Stated problem: Copy every line of the data exactly, leaving nothing out.

(Location annotation dataset excerpts)
......

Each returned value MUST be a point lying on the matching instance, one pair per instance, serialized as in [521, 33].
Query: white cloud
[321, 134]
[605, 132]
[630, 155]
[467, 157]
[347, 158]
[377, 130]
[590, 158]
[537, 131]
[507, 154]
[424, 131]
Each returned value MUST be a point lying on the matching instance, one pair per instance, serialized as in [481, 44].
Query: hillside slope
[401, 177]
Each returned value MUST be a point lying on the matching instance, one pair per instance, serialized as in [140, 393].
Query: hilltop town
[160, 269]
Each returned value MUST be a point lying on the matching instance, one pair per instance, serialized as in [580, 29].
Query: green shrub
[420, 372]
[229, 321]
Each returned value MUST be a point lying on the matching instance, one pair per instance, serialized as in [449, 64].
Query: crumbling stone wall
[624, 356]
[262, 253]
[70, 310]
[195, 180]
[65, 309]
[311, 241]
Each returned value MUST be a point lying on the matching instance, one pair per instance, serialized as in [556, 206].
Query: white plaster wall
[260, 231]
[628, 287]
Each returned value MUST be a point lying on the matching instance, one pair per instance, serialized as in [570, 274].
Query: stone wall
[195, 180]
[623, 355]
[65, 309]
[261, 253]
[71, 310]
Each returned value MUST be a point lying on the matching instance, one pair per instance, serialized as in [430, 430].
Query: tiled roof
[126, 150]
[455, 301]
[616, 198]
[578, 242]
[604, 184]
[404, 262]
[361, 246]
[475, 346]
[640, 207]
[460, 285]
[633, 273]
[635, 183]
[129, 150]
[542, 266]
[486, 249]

......

Expected output:
Each returned value MUST be a point lying on the matching instance, one pair per instance, serialized as in [521, 33].
Query: white cloud
[321, 134]
[605, 132]
[630, 155]
[467, 157]
[347, 158]
[377, 130]
[590, 158]
[537, 131]
[507, 154]
[424, 131]
Each returned value MUST be a point lying on the matching instance, one pair per instance, serialized as in [481, 44].
Query: hillside slope
[401, 177]
Each returned value MUST be a point lying on the matching instance, one pair per instance, serialized as in [140, 393].
Query: hilltop town
[160, 269]
Each returned value MUST be a point lying on the matching instance, one pair per instance, serialized as in [580, 29].
Query: green shrub
[420, 372]
[229, 321]
Each returned value MUST be a point lying on the matching instance, one pair per instance, serialized as in [449, 64].
Query: crumbling stone wall
[624, 356]
[262, 253]
[70, 310]
[195, 180]
[65, 309]
[311, 241]
Each returned value MUST be a point lying on the matching instance, one pair per instance, serialized as in [556, 206].
Query: white plaster wall
[260, 231]
[628, 287]
Each returned value MUST be a point lying on the matching instance, one pair per instance, serialized as in [570, 274].
Query: stone wall
[195, 180]
[623, 355]
[65, 309]
[261, 253]
[71, 310]
Each returned value MUST be a point lying on the matching instance, one pair per instance, serialized as in [430, 430].
Query: tiled roof
[126, 150]
[455, 301]
[616, 198]
[578, 242]
[604, 184]
[404, 262]
[361, 246]
[475, 346]
[640, 207]
[460, 285]
[633, 273]
[635, 183]
[129, 150]
[542, 266]
[486, 249]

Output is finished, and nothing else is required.